SHORT TASK A: Retype the passage in the article on the FCA and firm culture from "The Financial Conduct" to "potential for harm.".
SHORT TASK B: In the article on the FCA and firm culture, why does Georgina Philippou say it helps to break culture down into more manageable components? Answer in one to three sentences.

DOCUMENT PASSAGE:
**********

The City watchdog will take into account how a firm handles issues of diversity and inclusion to assess its culture, according to a Financial Conduct Authority senior adviser.
In a speech at the Ethnic Diversity in the City and Corporate UK Summit, the regulator’s senior adviser on the public sector equality duty, Georgina Philippou, said how a firm prioritised and embedded diversity and inclusion was a “clear indicator” of its culture.
Last year the FCA warned that firms which failed to support a good business culture could expect “increased supervisory scrutiny” from the regulator as it committed to ensuring the “transformation” of culture in the financial services industry remained a priority.
But she added: “It is easy to become overwhelmed by ‘culture’, it seems far too nebulous a concept to get your arms around. So it helps to break it down into more manageable components.”
The Financial Conduct Authority uses four key categories which it considers to be common elements of a healthy culture:
1 A meaningful purpose
2 An appropriate governance structure to facilitate good decision making
3 Effective leadership including the tone from the top
4 People policies that incentivise behaviours which created an inclusive environment
Ms Philippou said: “We want to see a healthy financial services industry with cultures that reduce the potential for harm.

**********

STORED DATA:
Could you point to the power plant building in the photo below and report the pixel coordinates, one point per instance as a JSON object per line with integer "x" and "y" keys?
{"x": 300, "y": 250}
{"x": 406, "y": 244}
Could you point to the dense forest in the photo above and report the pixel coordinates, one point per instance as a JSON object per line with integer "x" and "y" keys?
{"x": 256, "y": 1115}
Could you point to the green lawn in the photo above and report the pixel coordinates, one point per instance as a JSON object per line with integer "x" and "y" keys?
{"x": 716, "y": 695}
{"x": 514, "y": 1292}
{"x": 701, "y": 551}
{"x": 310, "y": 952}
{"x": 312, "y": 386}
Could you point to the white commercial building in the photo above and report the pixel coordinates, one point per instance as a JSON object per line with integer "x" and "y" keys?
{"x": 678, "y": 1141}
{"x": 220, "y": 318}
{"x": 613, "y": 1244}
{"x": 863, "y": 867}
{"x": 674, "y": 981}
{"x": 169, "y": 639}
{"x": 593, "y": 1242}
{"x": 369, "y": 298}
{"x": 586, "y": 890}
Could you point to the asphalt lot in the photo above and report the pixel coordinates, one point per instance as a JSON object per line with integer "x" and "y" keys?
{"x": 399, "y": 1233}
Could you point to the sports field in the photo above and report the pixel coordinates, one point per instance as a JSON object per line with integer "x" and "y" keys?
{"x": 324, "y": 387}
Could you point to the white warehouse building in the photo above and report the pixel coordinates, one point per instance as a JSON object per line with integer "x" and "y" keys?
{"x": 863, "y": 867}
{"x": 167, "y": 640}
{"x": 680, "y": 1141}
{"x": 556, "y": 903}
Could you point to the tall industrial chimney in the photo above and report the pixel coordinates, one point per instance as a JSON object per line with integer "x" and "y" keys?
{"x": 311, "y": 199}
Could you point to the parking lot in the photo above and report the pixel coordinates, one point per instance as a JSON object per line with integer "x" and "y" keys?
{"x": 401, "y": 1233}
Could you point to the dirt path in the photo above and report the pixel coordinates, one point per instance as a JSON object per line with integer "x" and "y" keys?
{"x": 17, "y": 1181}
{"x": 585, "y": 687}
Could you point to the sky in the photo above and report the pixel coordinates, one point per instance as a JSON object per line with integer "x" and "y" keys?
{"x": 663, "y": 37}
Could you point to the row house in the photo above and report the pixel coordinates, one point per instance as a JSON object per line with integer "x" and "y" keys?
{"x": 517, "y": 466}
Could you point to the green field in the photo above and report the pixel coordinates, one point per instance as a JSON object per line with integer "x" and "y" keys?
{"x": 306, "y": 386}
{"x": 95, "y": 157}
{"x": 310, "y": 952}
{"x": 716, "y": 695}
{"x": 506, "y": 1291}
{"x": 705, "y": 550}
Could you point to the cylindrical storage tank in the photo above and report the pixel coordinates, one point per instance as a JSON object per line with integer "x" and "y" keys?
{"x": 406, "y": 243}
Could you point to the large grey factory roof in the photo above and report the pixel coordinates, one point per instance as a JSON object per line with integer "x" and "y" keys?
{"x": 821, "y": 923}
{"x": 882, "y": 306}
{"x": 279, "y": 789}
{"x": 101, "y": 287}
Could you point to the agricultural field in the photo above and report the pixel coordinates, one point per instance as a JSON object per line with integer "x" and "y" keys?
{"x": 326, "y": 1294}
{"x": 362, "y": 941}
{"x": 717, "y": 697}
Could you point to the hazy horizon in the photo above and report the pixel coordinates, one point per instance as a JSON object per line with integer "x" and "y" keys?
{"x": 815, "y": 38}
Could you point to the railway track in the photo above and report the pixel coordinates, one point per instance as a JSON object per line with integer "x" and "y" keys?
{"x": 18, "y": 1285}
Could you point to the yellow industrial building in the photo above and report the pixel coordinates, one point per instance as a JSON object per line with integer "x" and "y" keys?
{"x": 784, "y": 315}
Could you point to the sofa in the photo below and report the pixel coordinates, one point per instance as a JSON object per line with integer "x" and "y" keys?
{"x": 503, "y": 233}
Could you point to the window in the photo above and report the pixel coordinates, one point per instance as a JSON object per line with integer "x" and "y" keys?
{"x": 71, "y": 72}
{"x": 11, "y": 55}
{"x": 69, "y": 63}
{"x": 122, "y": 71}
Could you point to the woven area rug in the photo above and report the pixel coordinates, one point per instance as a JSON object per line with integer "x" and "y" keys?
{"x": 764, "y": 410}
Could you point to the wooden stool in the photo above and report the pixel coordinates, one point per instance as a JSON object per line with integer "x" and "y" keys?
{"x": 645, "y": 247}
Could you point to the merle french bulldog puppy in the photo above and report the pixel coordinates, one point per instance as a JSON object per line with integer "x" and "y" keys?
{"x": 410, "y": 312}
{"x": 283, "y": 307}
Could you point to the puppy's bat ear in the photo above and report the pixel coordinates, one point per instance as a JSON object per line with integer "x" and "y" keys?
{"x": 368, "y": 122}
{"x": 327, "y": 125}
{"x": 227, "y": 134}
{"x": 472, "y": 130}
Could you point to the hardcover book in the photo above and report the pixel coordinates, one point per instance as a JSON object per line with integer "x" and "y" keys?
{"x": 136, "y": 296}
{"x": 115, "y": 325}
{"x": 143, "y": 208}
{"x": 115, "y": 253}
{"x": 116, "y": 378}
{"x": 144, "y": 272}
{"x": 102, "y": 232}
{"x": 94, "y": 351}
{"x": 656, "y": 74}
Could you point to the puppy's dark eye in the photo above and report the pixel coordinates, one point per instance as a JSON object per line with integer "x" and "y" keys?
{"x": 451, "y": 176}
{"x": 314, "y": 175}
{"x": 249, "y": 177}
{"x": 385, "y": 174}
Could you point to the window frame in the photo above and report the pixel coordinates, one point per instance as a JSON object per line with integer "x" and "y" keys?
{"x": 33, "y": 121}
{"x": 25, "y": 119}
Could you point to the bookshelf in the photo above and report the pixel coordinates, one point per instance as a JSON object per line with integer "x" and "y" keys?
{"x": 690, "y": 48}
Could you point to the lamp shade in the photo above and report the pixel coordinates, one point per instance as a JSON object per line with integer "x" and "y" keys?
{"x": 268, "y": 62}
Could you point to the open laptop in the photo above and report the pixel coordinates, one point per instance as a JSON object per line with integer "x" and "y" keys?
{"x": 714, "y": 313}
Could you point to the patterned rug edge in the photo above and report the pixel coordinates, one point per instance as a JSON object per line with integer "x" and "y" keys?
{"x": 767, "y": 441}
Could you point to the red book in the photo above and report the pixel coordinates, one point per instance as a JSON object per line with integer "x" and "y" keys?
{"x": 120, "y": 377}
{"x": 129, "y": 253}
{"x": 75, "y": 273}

**********

TASK SOLUTION A:
The Financial Conduct Authority uses four key categories which it considers to be common elements of a healthy culture:
1 A meaningful purpose
2 An appropriate governance structure to facilitate good decision making
3 Effective leadership including the tone from the top
4 People policies that incentivise behaviours which created an inclusive environment
Ms Philippou said: “We want to see a healthy financial services industry with cultures that reduce the potential for harm.

TASK SOLUTION B: She says it is easy to become overwhelmed by "culture" because it seems far too nebulous a concept to get your arms around. Breaking it into more manageable components makes it easier to handle.